▸ Trecho fornecido:
****
Para a Confederação da Agricultura e Pecuária do Brasil (CNA) a resposta não é tão simples: os produtores rurais consideram o texto inicial do acordo muito bom para o agronegócio brasileiro por prever a redução e/ou isenção de muitas mercadorias.
Porém, três anos depois da 1ª versão do tratado, a UE implementou uma lei que barra a importação de produtos de áreas desmatadas. O problema dessa legislação, para a CNA, é que ela não conversa com as regras do Código Florestal do Brasil, o que tende a travar o comércio entre os dois blocos (entenda mais abaixo).
Chance de diversificar exportação
Para o consultor do Safras, o acordo com a UE seria uma ótima oportunidade para a economia brasileira não ficar tão dependente do que acontece na China. Somente em 2023, as compras chinesas renderam ao agronegócio do Brasil US$ 60,2 bilhões, com destaque para exportação de soja (US$ 39 bilhões) e carnes (US$ 8 bilhões), mostram dados do Ministério da Agricultura.
“Nós estávamos acostumados com os chineses crescendo na casa dos dois dígitos anualmente. Mas, agora, eles estão em um ritmo mais lento e isso gera preocupação para o mercado brasileiro. Seria muito importante, portanto, diversificar as nossas fontes de receita. A ideia não é parar de vender para a China, mas, sim, de não colocar todos os ovos na mesma cesta. E também não quer dizer que a Europa não está comprando da gente, mas que está comprando bem menos do que poderia”, conclui.
Na cafeicultura, por exemplo, o Brasil consegue faturar cerca de US$ 3,7 bilhões por ano com as vendas para UE, montante que poderia ser maior se o país tivesse isenção de imposto.
****
▸ Conteúdo dos dados:
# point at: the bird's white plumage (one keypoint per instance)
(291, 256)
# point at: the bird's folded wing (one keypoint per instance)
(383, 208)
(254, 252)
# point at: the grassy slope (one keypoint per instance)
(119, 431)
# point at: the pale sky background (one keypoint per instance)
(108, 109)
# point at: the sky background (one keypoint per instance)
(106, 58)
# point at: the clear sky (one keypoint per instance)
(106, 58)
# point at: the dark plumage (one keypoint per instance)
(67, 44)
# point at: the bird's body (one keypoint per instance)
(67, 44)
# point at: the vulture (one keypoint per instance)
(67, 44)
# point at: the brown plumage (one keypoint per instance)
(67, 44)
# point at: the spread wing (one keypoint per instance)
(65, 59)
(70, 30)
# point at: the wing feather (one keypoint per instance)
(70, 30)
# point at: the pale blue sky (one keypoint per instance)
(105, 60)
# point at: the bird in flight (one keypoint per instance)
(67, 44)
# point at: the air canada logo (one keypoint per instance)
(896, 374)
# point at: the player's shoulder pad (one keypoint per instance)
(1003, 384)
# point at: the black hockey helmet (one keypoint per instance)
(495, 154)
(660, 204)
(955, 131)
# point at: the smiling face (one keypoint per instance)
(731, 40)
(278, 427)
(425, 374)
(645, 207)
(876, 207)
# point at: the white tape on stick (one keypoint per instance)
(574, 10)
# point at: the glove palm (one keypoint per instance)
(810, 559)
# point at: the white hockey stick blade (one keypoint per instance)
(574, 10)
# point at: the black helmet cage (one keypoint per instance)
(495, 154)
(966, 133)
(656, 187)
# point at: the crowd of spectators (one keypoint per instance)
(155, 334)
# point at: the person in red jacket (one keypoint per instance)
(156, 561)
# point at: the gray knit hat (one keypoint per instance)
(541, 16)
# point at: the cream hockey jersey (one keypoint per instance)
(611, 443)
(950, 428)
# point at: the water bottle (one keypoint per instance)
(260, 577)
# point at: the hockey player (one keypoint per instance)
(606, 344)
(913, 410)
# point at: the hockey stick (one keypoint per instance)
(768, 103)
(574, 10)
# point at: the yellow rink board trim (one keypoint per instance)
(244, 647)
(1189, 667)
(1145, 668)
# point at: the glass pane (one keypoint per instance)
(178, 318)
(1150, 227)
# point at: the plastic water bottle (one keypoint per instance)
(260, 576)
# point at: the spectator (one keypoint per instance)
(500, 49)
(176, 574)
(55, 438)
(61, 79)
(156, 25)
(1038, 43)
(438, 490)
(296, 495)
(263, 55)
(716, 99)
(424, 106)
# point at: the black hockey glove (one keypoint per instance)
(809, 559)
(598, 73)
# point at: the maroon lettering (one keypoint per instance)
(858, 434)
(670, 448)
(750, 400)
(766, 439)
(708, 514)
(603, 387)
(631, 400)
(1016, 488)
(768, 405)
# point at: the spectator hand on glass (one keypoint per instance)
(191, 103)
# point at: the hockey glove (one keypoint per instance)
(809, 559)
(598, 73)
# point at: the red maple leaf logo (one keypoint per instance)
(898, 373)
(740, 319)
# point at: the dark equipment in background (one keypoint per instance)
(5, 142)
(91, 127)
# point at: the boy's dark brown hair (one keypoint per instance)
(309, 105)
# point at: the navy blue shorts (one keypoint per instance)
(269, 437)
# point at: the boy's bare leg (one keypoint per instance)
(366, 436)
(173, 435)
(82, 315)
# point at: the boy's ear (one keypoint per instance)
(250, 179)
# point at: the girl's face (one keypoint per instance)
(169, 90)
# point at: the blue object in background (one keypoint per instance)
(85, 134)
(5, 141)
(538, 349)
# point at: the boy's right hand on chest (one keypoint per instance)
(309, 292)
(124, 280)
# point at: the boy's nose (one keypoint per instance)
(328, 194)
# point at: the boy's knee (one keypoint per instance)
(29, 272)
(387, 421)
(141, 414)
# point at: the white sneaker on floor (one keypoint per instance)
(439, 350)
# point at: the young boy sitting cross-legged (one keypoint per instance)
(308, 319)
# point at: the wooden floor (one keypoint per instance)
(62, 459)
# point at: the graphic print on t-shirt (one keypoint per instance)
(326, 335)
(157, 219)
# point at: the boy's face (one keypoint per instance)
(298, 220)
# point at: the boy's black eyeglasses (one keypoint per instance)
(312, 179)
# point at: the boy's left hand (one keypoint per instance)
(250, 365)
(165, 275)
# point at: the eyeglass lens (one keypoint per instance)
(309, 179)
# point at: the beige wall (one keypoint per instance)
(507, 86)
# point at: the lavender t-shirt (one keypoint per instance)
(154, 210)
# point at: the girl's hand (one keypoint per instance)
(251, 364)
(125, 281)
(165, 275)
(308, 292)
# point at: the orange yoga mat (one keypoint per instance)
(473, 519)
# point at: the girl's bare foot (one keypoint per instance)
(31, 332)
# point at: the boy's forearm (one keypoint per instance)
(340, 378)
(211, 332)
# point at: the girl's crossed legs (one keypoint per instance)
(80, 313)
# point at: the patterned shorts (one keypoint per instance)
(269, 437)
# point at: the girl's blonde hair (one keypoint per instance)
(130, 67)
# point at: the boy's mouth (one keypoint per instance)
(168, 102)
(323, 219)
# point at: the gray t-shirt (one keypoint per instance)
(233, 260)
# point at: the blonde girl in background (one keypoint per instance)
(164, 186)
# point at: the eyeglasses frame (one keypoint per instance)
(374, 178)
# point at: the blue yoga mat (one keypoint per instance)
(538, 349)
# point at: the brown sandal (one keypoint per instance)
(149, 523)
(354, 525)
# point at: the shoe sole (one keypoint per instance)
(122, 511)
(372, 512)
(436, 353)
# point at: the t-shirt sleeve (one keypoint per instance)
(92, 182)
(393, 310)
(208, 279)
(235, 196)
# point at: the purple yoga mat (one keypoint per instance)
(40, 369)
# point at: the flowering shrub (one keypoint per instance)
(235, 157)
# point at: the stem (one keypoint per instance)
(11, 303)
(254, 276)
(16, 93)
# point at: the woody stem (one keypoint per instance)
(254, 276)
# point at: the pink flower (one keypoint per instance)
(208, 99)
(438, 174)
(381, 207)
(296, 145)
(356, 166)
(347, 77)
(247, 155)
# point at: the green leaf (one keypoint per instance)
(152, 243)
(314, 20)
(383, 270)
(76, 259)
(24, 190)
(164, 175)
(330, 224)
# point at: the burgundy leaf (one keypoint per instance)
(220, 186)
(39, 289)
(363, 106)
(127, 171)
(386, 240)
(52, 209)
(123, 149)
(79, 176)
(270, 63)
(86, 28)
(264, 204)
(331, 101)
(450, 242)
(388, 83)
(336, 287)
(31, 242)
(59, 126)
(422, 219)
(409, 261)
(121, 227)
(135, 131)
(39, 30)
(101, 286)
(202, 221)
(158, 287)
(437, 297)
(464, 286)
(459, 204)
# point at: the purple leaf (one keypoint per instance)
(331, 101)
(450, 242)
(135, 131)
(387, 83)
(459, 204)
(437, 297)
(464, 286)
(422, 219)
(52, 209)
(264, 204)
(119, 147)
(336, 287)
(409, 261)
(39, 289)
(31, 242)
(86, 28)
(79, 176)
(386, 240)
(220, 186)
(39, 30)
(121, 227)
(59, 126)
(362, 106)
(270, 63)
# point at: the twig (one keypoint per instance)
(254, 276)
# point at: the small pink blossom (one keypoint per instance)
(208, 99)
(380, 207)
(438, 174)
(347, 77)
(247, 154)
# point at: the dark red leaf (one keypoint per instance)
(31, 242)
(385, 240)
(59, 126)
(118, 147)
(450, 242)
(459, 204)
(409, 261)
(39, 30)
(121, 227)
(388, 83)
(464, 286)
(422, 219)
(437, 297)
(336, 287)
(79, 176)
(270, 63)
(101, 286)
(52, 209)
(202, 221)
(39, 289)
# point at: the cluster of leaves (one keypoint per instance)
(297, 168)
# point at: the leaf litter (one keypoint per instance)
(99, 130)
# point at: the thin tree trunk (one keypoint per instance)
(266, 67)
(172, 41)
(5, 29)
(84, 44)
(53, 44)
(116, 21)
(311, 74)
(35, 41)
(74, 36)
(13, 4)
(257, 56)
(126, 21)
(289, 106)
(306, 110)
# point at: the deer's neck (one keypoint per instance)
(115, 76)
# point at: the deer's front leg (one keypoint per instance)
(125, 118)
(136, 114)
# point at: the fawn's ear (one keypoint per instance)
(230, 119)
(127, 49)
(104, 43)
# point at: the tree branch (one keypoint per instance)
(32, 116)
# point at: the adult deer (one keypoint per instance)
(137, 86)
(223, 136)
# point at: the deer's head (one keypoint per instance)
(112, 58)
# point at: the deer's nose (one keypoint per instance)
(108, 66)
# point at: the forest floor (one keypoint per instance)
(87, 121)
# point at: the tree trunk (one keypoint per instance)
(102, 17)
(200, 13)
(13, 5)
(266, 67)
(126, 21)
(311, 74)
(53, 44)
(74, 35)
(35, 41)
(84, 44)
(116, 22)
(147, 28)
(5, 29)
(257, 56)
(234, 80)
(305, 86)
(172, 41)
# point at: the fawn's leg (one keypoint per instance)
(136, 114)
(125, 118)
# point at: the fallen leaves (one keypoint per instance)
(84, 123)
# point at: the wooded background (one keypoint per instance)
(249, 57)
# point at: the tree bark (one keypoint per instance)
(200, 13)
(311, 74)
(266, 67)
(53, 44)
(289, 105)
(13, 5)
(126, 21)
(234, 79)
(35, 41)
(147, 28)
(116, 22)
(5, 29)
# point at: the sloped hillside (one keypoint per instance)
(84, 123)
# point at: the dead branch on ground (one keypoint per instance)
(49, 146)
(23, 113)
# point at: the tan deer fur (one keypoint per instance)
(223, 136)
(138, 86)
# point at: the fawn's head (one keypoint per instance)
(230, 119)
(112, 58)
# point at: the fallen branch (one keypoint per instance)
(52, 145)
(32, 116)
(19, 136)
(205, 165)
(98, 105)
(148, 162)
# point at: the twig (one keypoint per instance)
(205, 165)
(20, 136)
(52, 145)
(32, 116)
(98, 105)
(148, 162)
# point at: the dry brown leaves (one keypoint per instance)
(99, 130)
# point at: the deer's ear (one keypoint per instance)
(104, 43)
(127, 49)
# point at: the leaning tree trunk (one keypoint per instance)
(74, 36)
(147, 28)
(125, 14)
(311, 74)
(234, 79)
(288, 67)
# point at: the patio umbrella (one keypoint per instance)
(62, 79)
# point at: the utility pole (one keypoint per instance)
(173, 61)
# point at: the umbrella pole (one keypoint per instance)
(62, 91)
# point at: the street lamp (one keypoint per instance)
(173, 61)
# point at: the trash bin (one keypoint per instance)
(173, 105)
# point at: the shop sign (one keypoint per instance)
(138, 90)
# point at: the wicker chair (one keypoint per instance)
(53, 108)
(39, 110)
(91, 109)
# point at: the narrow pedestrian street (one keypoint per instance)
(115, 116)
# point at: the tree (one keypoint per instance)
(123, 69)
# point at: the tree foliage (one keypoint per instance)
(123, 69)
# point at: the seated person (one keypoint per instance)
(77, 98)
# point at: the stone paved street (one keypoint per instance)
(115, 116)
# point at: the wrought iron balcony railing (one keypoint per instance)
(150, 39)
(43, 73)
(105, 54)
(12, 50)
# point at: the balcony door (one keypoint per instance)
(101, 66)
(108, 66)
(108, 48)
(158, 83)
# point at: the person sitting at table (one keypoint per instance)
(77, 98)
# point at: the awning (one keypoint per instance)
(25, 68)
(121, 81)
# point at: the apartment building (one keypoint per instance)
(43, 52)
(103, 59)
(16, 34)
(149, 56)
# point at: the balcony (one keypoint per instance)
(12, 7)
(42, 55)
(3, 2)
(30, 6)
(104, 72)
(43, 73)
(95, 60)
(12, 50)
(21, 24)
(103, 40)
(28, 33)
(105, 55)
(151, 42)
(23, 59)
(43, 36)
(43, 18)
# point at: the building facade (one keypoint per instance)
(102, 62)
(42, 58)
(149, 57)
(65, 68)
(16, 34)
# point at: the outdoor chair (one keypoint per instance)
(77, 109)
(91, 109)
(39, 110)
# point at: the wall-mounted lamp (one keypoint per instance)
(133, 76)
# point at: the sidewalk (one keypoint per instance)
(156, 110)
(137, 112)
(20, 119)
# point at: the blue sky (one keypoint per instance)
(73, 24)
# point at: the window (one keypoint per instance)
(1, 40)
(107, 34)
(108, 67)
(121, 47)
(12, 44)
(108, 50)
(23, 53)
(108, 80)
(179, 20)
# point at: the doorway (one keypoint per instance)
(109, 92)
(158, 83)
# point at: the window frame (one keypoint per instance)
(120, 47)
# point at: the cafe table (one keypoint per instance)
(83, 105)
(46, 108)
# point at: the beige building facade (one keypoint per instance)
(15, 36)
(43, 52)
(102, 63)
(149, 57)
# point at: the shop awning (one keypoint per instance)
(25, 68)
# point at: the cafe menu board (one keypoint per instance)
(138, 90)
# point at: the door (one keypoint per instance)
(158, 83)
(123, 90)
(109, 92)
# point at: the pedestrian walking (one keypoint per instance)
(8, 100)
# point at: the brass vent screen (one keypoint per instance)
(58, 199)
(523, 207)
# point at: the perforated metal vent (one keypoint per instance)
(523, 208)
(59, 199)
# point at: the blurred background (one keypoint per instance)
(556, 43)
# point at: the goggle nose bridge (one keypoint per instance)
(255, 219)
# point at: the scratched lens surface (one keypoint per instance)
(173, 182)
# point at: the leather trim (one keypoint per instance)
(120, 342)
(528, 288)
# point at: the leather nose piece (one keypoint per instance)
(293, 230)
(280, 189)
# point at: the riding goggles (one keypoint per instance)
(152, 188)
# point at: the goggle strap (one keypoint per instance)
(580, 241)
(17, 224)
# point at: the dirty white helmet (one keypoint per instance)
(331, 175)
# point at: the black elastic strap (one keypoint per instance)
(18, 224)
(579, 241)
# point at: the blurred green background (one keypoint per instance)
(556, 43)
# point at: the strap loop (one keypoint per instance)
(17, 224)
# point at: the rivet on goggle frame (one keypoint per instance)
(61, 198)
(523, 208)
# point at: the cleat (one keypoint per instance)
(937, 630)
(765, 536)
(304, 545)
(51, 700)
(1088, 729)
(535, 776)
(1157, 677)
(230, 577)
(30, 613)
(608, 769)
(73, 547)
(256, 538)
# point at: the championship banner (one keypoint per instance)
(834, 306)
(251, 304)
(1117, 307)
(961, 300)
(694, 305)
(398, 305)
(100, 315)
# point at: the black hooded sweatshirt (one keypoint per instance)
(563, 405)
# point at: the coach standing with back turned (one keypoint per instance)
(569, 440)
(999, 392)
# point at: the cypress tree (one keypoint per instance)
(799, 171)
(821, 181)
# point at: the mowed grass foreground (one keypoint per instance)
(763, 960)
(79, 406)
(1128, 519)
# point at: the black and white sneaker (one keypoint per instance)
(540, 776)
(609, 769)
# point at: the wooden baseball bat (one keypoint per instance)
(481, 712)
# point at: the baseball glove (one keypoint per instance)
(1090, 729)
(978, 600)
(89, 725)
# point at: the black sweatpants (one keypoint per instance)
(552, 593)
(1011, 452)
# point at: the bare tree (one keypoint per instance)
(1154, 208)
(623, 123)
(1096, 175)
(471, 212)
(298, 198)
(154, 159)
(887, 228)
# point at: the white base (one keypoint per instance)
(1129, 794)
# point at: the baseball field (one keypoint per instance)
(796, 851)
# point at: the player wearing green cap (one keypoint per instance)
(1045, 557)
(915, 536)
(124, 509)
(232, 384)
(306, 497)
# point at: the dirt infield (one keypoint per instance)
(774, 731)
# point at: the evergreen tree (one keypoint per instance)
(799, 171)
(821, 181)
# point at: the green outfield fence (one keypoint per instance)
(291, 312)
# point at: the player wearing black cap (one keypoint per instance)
****
▸ Tarefas a cumprir:
1. Por favor, traduza para o inglês esta frase do trecho sobre o acordo com a UE: "Na cafeicultura, por exemplo, o Brasil consegue faturar cerca de US$ 3,7 bilhões por ano com as vendas para UE, montante que poderia ser maior se o país tivesse isenção de imposto."
2. Atualize o trecho fornecido de "Chance de diversificar" a "Ministério da Agricultura.", substituindo "ótima" por "excelente".
As linhas provêm de outra fonte.

▸ Respostas:
1. In coffee farming, for example, Brazil manages to earn about US$ 3.7 billion a year from sales to the EU, an amount that could be larger if the country had a tax exemption.

2.
Chance de diversificar exportação
Para o consultor do Safras, o acordo com a UE seria uma excelente oportunidade para a economia brasileira não ficar tão dependente do que acontece na China. Somente em 2023, as compras chinesas renderam ao agronegócio do Brasil US$ 60,2 bilhões, com destaque para exportação de soja (US$ 39 bilhões) e carnes (US$ 8 bilhões), mostram dados do Ministério da Agricultura.